**Your goal:**
Retype, without alteration, each line from the line containing "Target: chair leg" to the final line of the records.

***

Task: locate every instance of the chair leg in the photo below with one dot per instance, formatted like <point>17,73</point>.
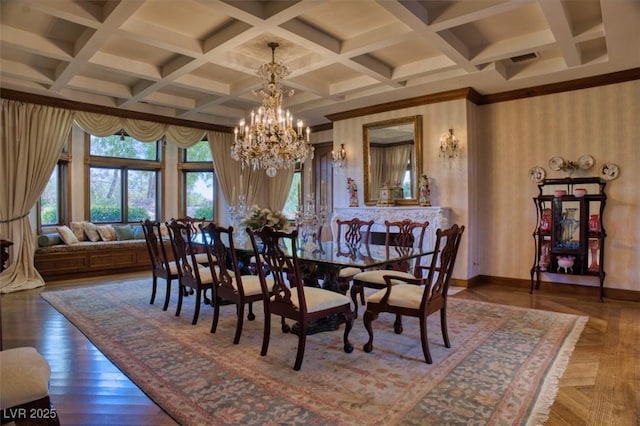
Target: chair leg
<point>284,326</point>
<point>348,319</point>
<point>397,324</point>
<point>368,318</point>
<point>424,339</point>
<point>267,330</point>
<point>167,295</point>
<point>153,289</point>
<point>181,290</point>
<point>443,325</point>
<point>240,321</point>
<point>302,341</point>
<point>216,315</point>
<point>355,290</point>
<point>196,311</point>
<point>251,316</point>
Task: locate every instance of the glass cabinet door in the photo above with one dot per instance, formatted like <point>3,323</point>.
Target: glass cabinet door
<point>566,221</point>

***

**Result of the exercise:**
Target: chair leg
<point>284,326</point>
<point>348,319</point>
<point>397,324</point>
<point>368,318</point>
<point>424,339</point>
<point>267,330</point>
<point>167,295</point>
<point>153,289</point>
<point>181,290</point>
<point>443,325</point>
<point>240,321</point>
<point>302,341</point>
<point>216,315</point>
<point>355,290</point>
<point>196,311</point>
<point>251,316</point>
Task: locate every instance of the glass cabinet door in the photo above with one dot per instance, formatted like <point>3,323</point>.
Target: glass cabinet door
<point>566,221</point>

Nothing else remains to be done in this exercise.